◆ **GOAL**
Reproduce the rows, requests included, starting at the very first line and ending at the line that contains "(233, 1026)", with every coordinate in the answers shifted by -43. Leave out everything after that line.

☆ ☆ ☆

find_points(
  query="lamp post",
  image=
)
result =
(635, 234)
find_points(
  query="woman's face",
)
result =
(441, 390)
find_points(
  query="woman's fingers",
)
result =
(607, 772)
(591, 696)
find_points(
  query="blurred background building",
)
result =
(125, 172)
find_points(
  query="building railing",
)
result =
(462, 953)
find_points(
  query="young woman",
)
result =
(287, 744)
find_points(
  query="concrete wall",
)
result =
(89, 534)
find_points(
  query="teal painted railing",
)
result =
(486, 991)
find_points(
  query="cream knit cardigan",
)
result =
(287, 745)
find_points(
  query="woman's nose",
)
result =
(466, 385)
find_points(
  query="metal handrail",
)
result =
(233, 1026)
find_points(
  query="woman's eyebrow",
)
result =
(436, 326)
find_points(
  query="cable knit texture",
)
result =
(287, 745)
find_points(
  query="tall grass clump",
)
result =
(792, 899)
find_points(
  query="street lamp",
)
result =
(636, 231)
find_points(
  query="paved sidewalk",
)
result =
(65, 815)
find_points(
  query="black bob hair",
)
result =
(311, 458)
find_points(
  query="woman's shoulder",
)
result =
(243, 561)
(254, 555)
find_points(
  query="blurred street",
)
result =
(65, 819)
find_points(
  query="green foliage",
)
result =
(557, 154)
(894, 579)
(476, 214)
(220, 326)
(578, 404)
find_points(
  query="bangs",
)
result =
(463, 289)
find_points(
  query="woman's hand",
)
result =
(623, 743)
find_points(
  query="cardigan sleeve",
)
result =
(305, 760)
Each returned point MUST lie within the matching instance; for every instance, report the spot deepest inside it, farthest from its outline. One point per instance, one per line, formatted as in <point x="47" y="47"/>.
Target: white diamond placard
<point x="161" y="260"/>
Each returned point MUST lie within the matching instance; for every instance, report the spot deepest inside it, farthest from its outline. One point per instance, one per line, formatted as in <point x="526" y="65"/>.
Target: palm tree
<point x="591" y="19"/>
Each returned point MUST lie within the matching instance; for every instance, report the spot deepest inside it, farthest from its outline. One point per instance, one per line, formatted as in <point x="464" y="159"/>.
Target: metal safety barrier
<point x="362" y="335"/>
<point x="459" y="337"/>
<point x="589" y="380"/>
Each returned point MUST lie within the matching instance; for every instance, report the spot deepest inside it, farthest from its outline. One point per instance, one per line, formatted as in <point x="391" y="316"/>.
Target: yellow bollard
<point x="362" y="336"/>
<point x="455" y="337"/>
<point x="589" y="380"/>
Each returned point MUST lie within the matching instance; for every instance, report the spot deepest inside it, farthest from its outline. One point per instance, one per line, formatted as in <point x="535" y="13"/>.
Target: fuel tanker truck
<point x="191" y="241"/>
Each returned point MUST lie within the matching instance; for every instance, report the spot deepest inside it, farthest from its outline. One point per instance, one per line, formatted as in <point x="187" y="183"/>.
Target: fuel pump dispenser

☆ ☆ ☆

◆ **RESULT OF THE EXERCISE**
find_points(
  query="lamp post",
  image=
)
result =
(592, 191)
find_points(
  query="woman's face",
)
result =
(398, 347)
find_points(
  query="woman's fingers",
)
result =
(564, 729)
(548, 653)
find_points(
  query="blurred background building",
)
result =
(82, 129)
find_points(
  query="building railing",
)
result =
(419, 910)
find_points(
  query="young woman",
)
result =
(244, 701)
find_points(
  query="concrete wall",
)
result =
(46, 491)
find_points(
  query="teal painted railing",
)
result =
(443, 948)
find_points(
  query="cream knit cardigan",
)
result =
(244, 702)
find_points(
  query="woman's nose",
)
result =
(423, 342)
find_points(
  query="metal handrail",
)
result =
(190, 983)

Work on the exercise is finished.